Provided entries:
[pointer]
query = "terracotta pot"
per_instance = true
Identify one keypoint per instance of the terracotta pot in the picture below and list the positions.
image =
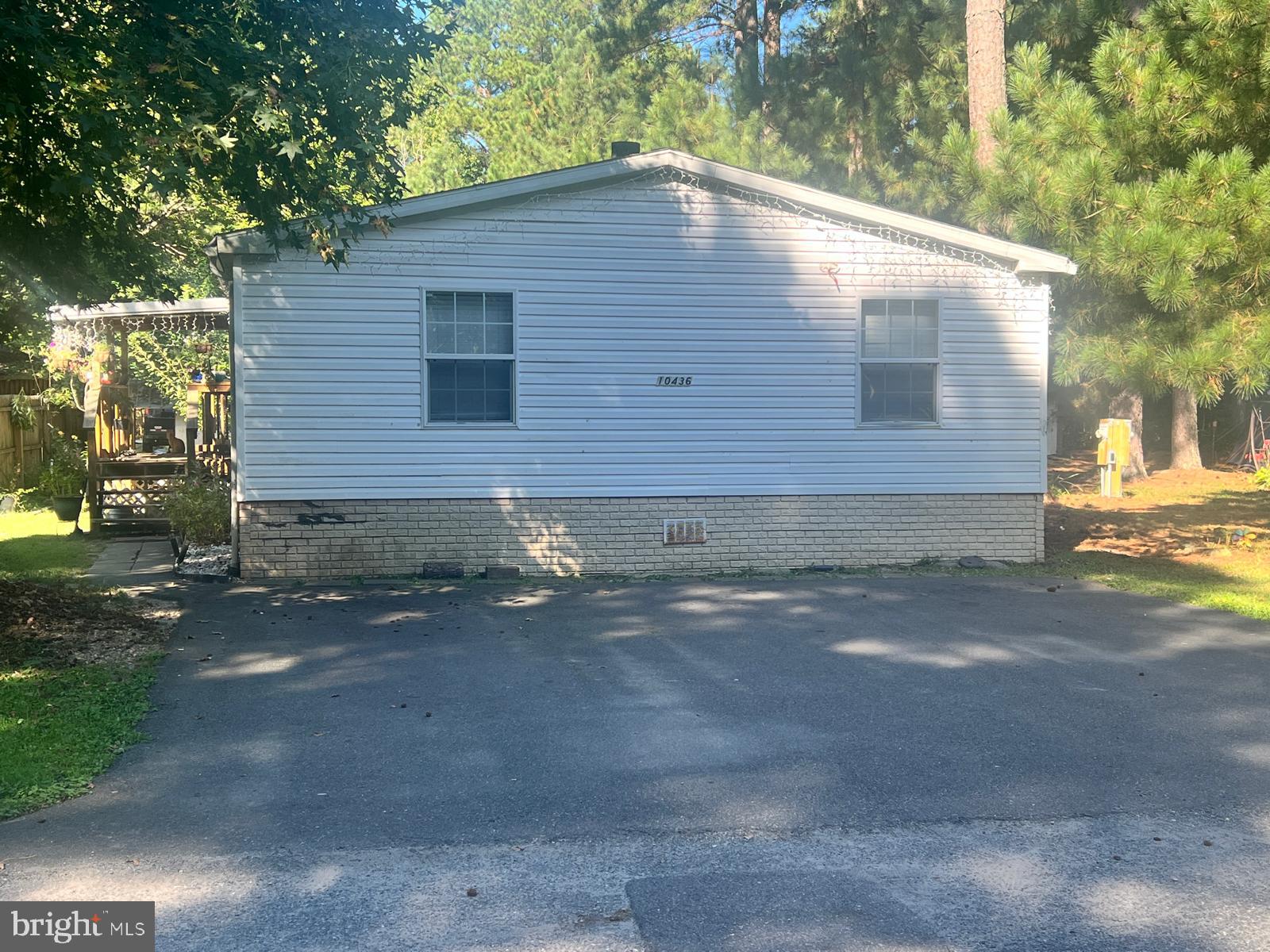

Work to complete: In the copy, include every record exactly and no pictures at all.

Solution to the exercise:
[pointer]
query = "terracotta pot"
per_instance = true
Identify one keypoint per instance of the terracotta pot in the picture below and list the positions.
image =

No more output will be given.